### TEXTO APRESENTADO
Ouvidos pela BBC Brasil, Exército, Marinha e Aeronáutica reforçaram a argumentação da AGU, afirmando que a vida militar tem especificidades que exigem plena saúde e que as Forças Armadas seguem legislação particular para admissão.
"A exigência de submissão dos candidatos a testes para verificação do vírus HIV nos exames admissionais para a carreira militar se coaduna com a missão precípua das Forças Armadas disposta no artigo 142 da Constituição da República", afirmou o contra-almirante Flávio Augusto Viana Rocha, diretor do Centro de Comunicação Social da Marinha.
O Centro de Comunicação Social da Aeronáutica informou que não exige a apresentação do teste, mas verifica essa condição na inspeção de saúde para o ingresso.
Aeronáutica e Exército citaram a legislação e a jurisprudência que estabelecem o HIV/Aids como motivo de reforma militar. Para o Exército, é preocupante que o cidadão recém-ingresso na Força seja reformado.
O Exército informou ainda que a profissão militar exige disponibilidade permanente, mobilidade geográfica e vigor físico para atividades de grande esforço, como acampamentos, marchas de longa distância e exercícios de tiro, que exigem boa saúde. Para o Exército, determinadas patologias podem impedir atividades obrigatórias e trazer risco para a saúde do próprio militar.
Para o especialista no tratamento de HIV/Aids e membro da Sociedade Brasileira de Infectologia (SBI) Esper Kallás, os argumentos sobre possíveis limitações físicas de portadores de HIV parecem ignorar avanços notórios da medicina no tratamento da infecção.

### TAREFAS A FAZER
A – Atualize o texto sobre o teste de HIV nas Forças Armadas, começando em "Aeronáutica e Exército" e terminando em "tratamento da infecção.", e substitua "marchas de longa distância" por "caminhadas de longa distância".
B – Escreva a continuação do texto sobre o teste de HIV nas Forças Armadas a partir do ponto em que ele termina.
Os registros provêm de uma fonte diferente da do texto.

### DADOS FORNECIDOS
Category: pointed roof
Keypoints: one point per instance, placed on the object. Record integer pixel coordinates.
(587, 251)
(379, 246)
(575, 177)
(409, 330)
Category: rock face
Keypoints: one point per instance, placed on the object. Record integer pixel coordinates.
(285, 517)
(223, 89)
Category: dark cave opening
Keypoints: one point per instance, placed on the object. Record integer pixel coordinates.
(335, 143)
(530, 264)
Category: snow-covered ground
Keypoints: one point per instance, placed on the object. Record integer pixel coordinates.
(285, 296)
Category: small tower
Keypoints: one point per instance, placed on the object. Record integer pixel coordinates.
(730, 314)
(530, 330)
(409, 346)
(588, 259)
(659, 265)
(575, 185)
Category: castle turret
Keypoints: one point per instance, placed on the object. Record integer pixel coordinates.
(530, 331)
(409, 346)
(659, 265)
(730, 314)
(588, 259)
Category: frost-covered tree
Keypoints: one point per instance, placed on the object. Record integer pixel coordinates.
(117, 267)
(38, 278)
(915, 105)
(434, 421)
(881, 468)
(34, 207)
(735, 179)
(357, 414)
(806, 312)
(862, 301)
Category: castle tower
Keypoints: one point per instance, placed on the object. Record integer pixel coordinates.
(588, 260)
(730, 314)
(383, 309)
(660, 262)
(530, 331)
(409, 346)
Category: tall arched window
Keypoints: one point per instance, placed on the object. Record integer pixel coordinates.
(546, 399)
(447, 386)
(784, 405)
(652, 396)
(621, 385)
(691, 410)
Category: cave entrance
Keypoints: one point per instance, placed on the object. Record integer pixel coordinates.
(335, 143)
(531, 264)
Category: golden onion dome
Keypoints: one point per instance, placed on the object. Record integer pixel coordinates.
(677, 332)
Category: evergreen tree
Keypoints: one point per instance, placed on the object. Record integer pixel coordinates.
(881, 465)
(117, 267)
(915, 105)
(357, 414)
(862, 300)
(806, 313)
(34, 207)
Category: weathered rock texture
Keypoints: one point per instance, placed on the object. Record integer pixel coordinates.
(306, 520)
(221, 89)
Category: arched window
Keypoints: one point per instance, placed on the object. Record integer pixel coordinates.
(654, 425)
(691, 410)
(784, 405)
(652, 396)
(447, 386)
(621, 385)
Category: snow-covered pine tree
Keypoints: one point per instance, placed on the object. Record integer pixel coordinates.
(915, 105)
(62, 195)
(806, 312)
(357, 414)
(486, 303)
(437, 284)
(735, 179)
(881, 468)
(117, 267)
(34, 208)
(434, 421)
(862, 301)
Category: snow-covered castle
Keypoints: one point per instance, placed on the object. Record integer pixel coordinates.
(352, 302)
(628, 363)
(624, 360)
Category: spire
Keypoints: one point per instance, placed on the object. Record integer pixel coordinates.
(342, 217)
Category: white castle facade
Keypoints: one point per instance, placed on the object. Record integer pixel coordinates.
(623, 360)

### RESPOSTAS ÀS TAREFAS
A –
Aeronáutica e Exército citaram a legislação e a jurisprudência que estabelecem o HIV/Aids como motivo de reforma militar. Para o Exército, é preocupante que o cidadão recém-ingresso na Força seja reformado.
O Exército informou ainda que a profissão militar exige disponibilidade permanente, mobilidade geográfica e vigor físico para atividades de grande esforço, como acampamentos, caminhadas de longa distância e exercícios de tiro, que exigem boa saúde. Para o Exército, determinadas patologias podem impedir atividades obrigatórias e trazer risco para a saúde do próprio militar.
Para o especialista no tratamento de HIV/Aids e membro da Sociedade Brasileira de Infectologia (SBI) Esper Kallás, os argumentos sobre possíveis limitações físicas de portadores de HIV parecem ignorar avanços notórios da medicina no tratamento da infecção.

B –
"Está na hora de as Forças Armadas reverem seus conceitos sobre o HIV. Temos vários exemplos de pessoas que vivem com o vírus por muito tempo e conseguem desfrutar plenamente da vida, tanto em termos físicos como intelectuais", afirmou Kallás, que é professor da USP e vice-coordenador do comitê de retroviroses da SBI.
Discriminação?
Sobre especificidades da vida militar e risco de contaminação de outros soldados, Kallás afirmou que não há perigo maior que na vida em sociedade, já que o HIV se transmite pela relação sexual ou pelos fluidos do corpo, como sangue, esperma e leite materno. "Então um HIV positivo que toma um tiro na rua não vai ser atendido? Não há motivo para esse temor", afirma.
O procurador federal dos Direitos do Cidadão, Aurélio Rios, afirmou à BBC Brasil que, no entendimento do Ministério Público Federal, não há decisão definitiva sobre o teste de HIV em concursos militares. Pelo contrário, disse acreditar que o STF, que já permitiu a união homossexual, em breve aceitará a argumentação de que a exigência do teste é discriminatória e, portanto, afronta a Constituição.
"O Exército mais poderoso do mundo, o dos Estados Unidos, já retirou a exigência de testagem de HIV. Quero deixar claro que não somos contra os testes físicos. Pelo contrário, as Forças Armadas têm todo o direito de exigi-los, inclusive do portador de HIV. Se ele não passar, que seja reprovado. Mas não aceitamos que esse indivíduo seja barrado do concurso sem nem poder fazer o teste físico", afirmou Rios.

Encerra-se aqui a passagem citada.